Image region outline records
######

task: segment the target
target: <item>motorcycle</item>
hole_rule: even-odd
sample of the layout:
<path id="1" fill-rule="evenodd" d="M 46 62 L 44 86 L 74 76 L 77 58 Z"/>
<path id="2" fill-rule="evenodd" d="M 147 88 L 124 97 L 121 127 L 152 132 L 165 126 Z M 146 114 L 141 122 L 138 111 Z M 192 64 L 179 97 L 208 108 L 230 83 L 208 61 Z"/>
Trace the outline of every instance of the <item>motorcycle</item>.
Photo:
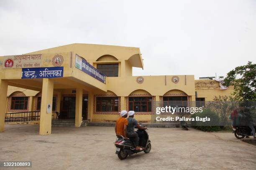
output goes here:
<path id="1" fill-rule="evenodd" d="M 138 134 L 139 136 L 139 146 L 145 149 L 143 150 L 136 150 L 133 142 L 130 139 L 125 140 L 122 135 L 117 134 L 117 138 L 115 142 L 115 146 L 116 147 L 115 154 L 118 155 L 120 160 L 124 160 L 128 155 L 131 156 L 141 151 L 143 151 L 145 153 L 148 153 L 150 152 L 151 142 L 149 140 L 148 133 L 147 131 L 145 130 L 138 129 L 136 132 Z"/>
<path id="2" fill-rule="evenodd" d="M 256 126 L 254 125 L 256 132 Z M 235 136 L 238 139 L 243 139 L 245 137 L 248 138 L 249 136 L 252 136 L 251 129 L 247 126 L 236 126 L 233 127 L 233 133 Z"/>

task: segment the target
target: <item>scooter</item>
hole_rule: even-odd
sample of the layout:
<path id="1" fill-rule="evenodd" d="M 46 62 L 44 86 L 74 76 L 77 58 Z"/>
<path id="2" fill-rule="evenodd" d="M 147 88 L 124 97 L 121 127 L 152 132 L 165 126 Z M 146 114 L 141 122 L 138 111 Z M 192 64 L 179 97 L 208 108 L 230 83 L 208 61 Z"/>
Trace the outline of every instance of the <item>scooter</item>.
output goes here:
<path id="1" fill-rule="evenodd" d="M 256 126 L 254 125 L 256 132 Z M 233 127 L 233 133 L 235 134 L 235 136 L 238 139 L 243 139 L 245 137 L 248 138 L 249 136 L 252 136 L 251 129 L 247 126 L 236 126 Z"/>
<path id="2" fill-rule="evenodd" d="M 151 142 L 149 140 L 147 131 L 145 130 L 138 129 L 136 132 L 138 134 L 139 136 L 139 146 L 145 148 L 145 149 L 142 150 L 136 150 L 132 140 L 130 139 L 125 140 L 122 135 L 117 134 L 117 138 L 115 142 L 115 146 L 116 148 L 115 153 L 118 155 L 120 160 L 124 160 L 128 155 L 130 156 L 141 151 L 143 151 L 146 153 L 149 153 L 150 152 Z"/>
<path id="3" fill-rule="evenodd" d="M 187 128 L 187 123 L 185 121 L 180 121 L 180 126 L 184 130 L 188 130 L 188 128 Z"/>

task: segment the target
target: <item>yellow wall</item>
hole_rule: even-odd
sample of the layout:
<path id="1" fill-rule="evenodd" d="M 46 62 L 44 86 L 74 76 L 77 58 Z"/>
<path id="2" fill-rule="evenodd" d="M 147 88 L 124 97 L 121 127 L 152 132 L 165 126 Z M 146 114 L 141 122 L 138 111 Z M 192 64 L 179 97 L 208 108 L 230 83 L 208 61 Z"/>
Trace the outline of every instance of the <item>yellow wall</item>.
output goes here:
<path id="1" fill-rule="evenodd" d="M 234 90 L 233 86 L 220 90 L 219 82 L 214 80 L 195 80 L 195 86 L 197 98 L 205 98 L 206 101 L 212 101 L 215 96 L 230 96 Z"/>
<path id="2" fill-rule="evenodd" d="M 195 92 L 197 91 L 197 97 L 205 98 L 206 101 L 210 101 L 215 96 L 230 95 L 233 90 L 232 87 L 220 90 L 218 82 L 215 80 L 195 80 L 193 75 L 143 76 L 144 81 L 139 84 L 136 81 L 138 76 L 132 76 L 133 67 L 143 68 L 140 51 L 137 48 L 72 44 L 28 54 L 41 54 L 43 67 L 53 67 L 51 61 L 56 54 L 63 56 L 64 61 L 61 66 L 64 67 L 64 78 L 54 79 L 54 95 L 59 94 L 61 100 L 65 95 L 75 96 L 75 93 L 72 93 L 72 90 L 80 88 L 83 90 L 83 95 L 90 93 L 91 95 L 90 98 L 93 99 L 95 102 L 97 95 L 118 97 L 120 100 L 119 111 L 127 109 L 128 97 L 131 94 L 147 94 L 152 96 L 154 100 L 159 101 L 165 94 L 184 93 L 189 100 L 195 101 Z M 95 68 L 99 64 L 118 63 L 118 77 L 107 77 L 106 84 L 100 82 L 74 67 L 76 54 L 84 58 Z M 3 63 L 3 58 L 0 56 L 0 63 Z M 29 108 L 34 110 L 36 102 L 34 96 L 42 91 L 41 80 L 21 79 L 21 69 L 3 69 L 1 67 L 0 80 L 8 80 L 9 85 L 17 85 L 19 87 L 9 86 L 7 96 L 11 95 L 15 92 L 22 92 L 26 96 L 31 97 L 29 98 L 32 105 Z M 174 76 L 179 77 L 177 83 L 172 81 Z M 90 105 L 93 105 L 94 108 L 96 105 L 95 103 L 93 105 L 91 102 Z M 59 105 L 58 106 L 59 108 Z M 88 113 L 88 118 L 93 121 L 113 121 L 119 116 L 118 112 L 111 114 L 96 114 L 95 108 L 88 108 L 88 112 L 90 112 Z M 146 113 L 138 114 L 136 118 L 138 121 L 150 121 L 151 115 Z"/>

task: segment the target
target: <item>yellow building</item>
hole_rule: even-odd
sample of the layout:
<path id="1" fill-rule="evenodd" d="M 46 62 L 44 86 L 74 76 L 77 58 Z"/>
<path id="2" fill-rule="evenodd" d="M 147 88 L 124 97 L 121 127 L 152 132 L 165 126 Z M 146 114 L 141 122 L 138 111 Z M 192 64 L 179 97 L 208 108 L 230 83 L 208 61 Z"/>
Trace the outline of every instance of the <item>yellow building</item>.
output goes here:
<path id="1" fill-rule="evenodd" d="M 6 120 L 26 117 L 47 135 L 52 119 L 74 119 L 79 127 L 83 120 L 114 122 L 123 110 L 150 122 L 164 102 L 202 105 L 233 90 L 193 75 L 133 76 L 133 67 L 143 67 L 139 48 L 112 45 L 76 43 L 0 57 L 0 131 Z M 7 115 L 13 112 L 23 113 Z"/>

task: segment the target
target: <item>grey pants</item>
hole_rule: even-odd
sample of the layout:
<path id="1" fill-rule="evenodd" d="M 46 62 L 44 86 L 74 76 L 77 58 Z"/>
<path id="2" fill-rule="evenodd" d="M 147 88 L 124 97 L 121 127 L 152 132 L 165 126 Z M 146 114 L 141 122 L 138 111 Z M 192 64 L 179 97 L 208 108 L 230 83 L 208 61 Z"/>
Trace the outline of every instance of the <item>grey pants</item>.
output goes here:
<path id="1" fill-rule="evenodd" d="M 250 124 L 248 125 L 248 126 L 251 129 L 251 132 L 253 134 L 253 137 L 255 137 L 255 129 L 254 129 L 254 127 L 252 124 Z"/>
<path id="2" fill-rule="evenodd" d="M 131 139 L 134 143 L 134 145 L 135 147 L 138 146 L 138 133 L 133 132 L 127 132 L 127 137 Z"/>

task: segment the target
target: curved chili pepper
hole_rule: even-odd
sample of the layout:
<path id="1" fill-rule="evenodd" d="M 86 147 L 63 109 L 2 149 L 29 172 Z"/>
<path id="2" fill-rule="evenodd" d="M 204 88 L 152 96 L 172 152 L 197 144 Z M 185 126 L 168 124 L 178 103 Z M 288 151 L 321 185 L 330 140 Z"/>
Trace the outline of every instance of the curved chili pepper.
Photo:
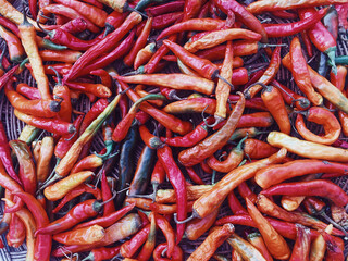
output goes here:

######

◆ INSTRUCTION
Write out every line above exactly as it is, leaving out the pictures.

◆ EXERCISE RESULT
task: segment the target
target: <item>motorcycle</item>
hole_rule: even-odd
sample of the layout:
<path id="1" fill-rule="evenodd" d="M 46 62 L 44 86 L 74 76 L 77 58 Z"/>
<path id="2" fill-rule="evenodd" d="M 147 88 L 124 97 L 121 127 L 152 132 L 165 126 Z M 146 114 L 141 122 L 138 111 Z M 192 64 L 179 97 L 208 108 L 230 83 L 208 61 Z"/>
Trace the outline of every instance of the <item>motorcycle</item>.
Photo:
output goes here:
<path id="1" fill-rule="evenodd" d="M 138 134 L 139 136 L 139 146 L 145 149 L 143 150 L 136 150 L 133 142 L 130 139 L 125 140 L 122 135 L 117 134 L 117 138 L 115 142 L 115 146 L 116 147 L 115 154 L 118 155 L 120 160 L 124 160 L 128 155 L 131 156 L 141 151 L 143 151 L 145 153 L 148 153 L 150 152 L 151 142 L 149 140 L 148 133 L 147 131 L 145 130 L 138 129 L 136 132 Z"/>
<path id="2" fill-rule="evenodd" d="M 256 126 L 254 125 L 256 132 Z M 235 136 L 238 139 L 243 139 L 245 137 L 248 138 L 249 136 L 252 136 L 251 129 L 247 126 L 236 126 L 233 127 L 233 133 Z"/>

task: segment the target
target: <item>scooter</item>
hole_rule: even-odd
sample of the layout:
<path id="1" fill-rule="evenodd" d="M 46 62 L 44 86 L 74 76 L 77 58 Z"/>
<path id="2" fill-rule="evenodd" d="M 147 88 L 124 97 L 121 127 L 152 132 L 165 126 Z M 146 114 L 141 122 L 138 111 Z M 192 64 L 179 97 L 208 108 L 230 83 L 208 61 Z"/>
Trace the outline of every instance of the <item>scooter</item>.
output goes here:
<path id="1" fill-rule="evenodd" d="M 256 126 L 254 125 L 256 132 Z M 233 127 L 233 133 L 235 134 L 235 136 L 238 139 L 243 139 L 245 137 L 248 138 L 249 136 L 252 136 L 251 129 L 247 126 L 236 126 Z"/>
<path id="2" fill-rule="evenodd" d="M 151 142 L 149 140 L 147 131 L 145 130 L 138 129 L 136 132 L 138 134 L 139 136 L 139 146 L 145 148 L 145 149 L 142 150 L 136 150 L 132 140 L 130 139 L 125 140 L 122 135 L 117 134 L 117 138 L 115 142 L 115 146 L 116 148 L 115 153 L 118 155 L 120 160 L 124 160 L 128 155 L 130 156 L 141 151 L 143 151 L 146 153 L 149 153 L 150 152 Z"/>
<path id="3" fill-rule="evenodd" d="M 187 128 L 187 123 L 185 121 L 180 121 L 180 126 L 184 130 L 188 130 L 188 128 Z"/>

task: segment the target
target: <item>yellow wall</item>
hole_rule: even-odd
sample of the layout:
<path id="1" fill-rule="evenodd" d="M 46 62 L 44 86 L 74 76 L 77 58 Z"/>
<path id="2" fill-rule="evenodd" d="M 147 88 L 124 97 L 121 127 L 152 132 L 165 126 Z M 146 114 L 141 122 L 138 111 Z M 192 64 L 179 97 L 208 108 L 230 83 L 208 61 Z"/>
Trace the outline of every instance of the <item>yellow wall</item>.
output goes here:
<path id="1" fill-rule="evenodd" d="M 234 90 L 233 86 L 220 90 L 219 82 L 214 80 L 195 80 L 195 86 L 197 98 L 205 98 L 206 101 L 212 101 L 215 96 L 230 96 Z"/>
<path id="2" fill-rule="evenodd" d="M 195 92 L 197 91 L 197 97 L 205 98 L 206 101 L 210 101 L 215 96 L 230 95 L 233 90 L 232 87 L 220 90 L 218 82 L 215 80 L 195 80 L 193 75 L 143 76 L 144 81 L 139 84 L 136 81 L 138 76 L 132 76 L 133 67 L 143 68 L 140 51 L 137 48 L 72 44 L 28 54 L 41 54 L 43 67 L 53 67 L 51 61 L 56 54 L 63 56 L 64 61 L 61 66 L 64 67 L 64 78 L 54 79 L 54 95 L 59 94 L 61 100 L 65 95 L 75 96 L 75 93 L 72 93 L 72 90 L 80 88 L 83 90 L 83 95 L 90 93 L 91 95 L 90 98 L 93 99 L 95 102 L 97 95 L 118 97 L 120 100 L 119 111 L 127 109 L 128 97 L 131 94 L 147 94 L 152 96 L 154 100 L 159 101 L 165 94 L 184 93 L 189 100 L 195 101 Z M 95 68 L 99 64 L 118 63 L 118 77 L 107 77 L 106 84 L 100 82 L 74 67 L 76 54 L 84 58 Z M 3 63 L 3 58 L 0 56 L 0 63 Z M 29 108 L 34 110 L 36 102 L 34 96 L 42 91 L 41 80 L 21 79 L 21 69 L 3 69 L 1 67 L 0 80 L 8 80 L 9 85 L 17 85 L 19 87 L 9 86 L 7 96 L 11 95 L 15 92 L 22 92 L 26 96 L 31 97 L 29 98 L 32 105 Z M 174 76 L 179 77 L 177 83 L 172 81 Z M 90 105 L 93 105 L 94 108 L 96 105 L 95 103 L 93 105 L 91 102 Z M 59 105 L 58 106 L 59 108 Z M 88 113 L 88 118 L 93 121 L 113 121 L 119 116 L 118 112 L 111 114 L 96 114 L 95 108 L 88 108 L 88 112 L 90 112 Z M 146 113 L 138 114 L 136 118 L 138 121 L 150 121 L 151 115 Z"/>

task: segment the target
target: <item>yellow building</item>
hole_rule: even-odd
sample of the layout:
<path id="1" fill-rule="evenodd" d="M 46 62 L 44 86 L 74 76 L 77 58 Z"/>
<path id="2" fill-rule="evenodd" d="M 147 88 L 124 97 L 121 127 L 152 132 L 165 126 Z M 146 114 L 141 122 L 138 111 Z M 192 64 L 179 97 L 208 108 L 230 83 L 208 61 Z"/>
Trace the outline of every instance of the <item>yellow building</item>.
output goes here:
<path id="1" fill-rule="evenodd" d="M 6 120 L 26 117 L 47 135 L 52 119 L 74 119 L 79 127 L 83 120 L 114 122 L 123 110 L 150 122 L 164 102 L 202 105 L 233 90 L 193 75 L 133 76 L 133 67 L 143 67 L 139 48 L 112 45 L 76 43 L 0 57 L 0 131 Z M 7 115 L 13 112 L 23 113 Z"/>

task: segment the target
target: <item>grey pants</item>
hole_rule: even-odd
sample of the layout:
<path id="1" fill-rule="evenodd" d="M 46 62 L 44 86 L 74 76 L 77 58 Z"/>
<path id="2" fill-rule="evenodd" d="M 147 88 L 124 97 L 121 127 L 152 132 L 165 126 Z M 146 114 L 141 122 L 138 111 Z M 192 64 L 179 97 L 208 108 L 230 83 L 208 61 Z"/>
Trace the outline of every instance of the <item>grey pants</item>.
output goes here:
<path id="1" fill-rule="evenodd" d="M 250 124 L 248 125 L 248 126 L 251 129 L 251 132 L 253 134 L 253 137 L 255 137 L 255 129 L 254 129 L 254 127 L 252 124 Z"/>
<path id="2" fill-rule="evenodd" d="M 131 139 L 134 143 L 134 145 L 135 147 L 138 146 L 138 133 L 133 132 L 127 132 L 127 137 Z"/>

task: segment the target
target: curved chili pepper
hole_rule: even-odd
sample of the layout:
<path id="1" fill-rule="evenodd" d="M 86 147 L 63 109 L 2 149 L 29 172 Z"/>
<path id="2" fill-rule="evenodd" d="M 204 88 L 152 96 L 172 152 L 197 144 Z M 185 126 L 168 124 L 178 103 Z M 288 151 L 321 185 L 330 140 Z"/>
Trace the outline of every instance of the curved chili pepper.
Photo:
output goes here:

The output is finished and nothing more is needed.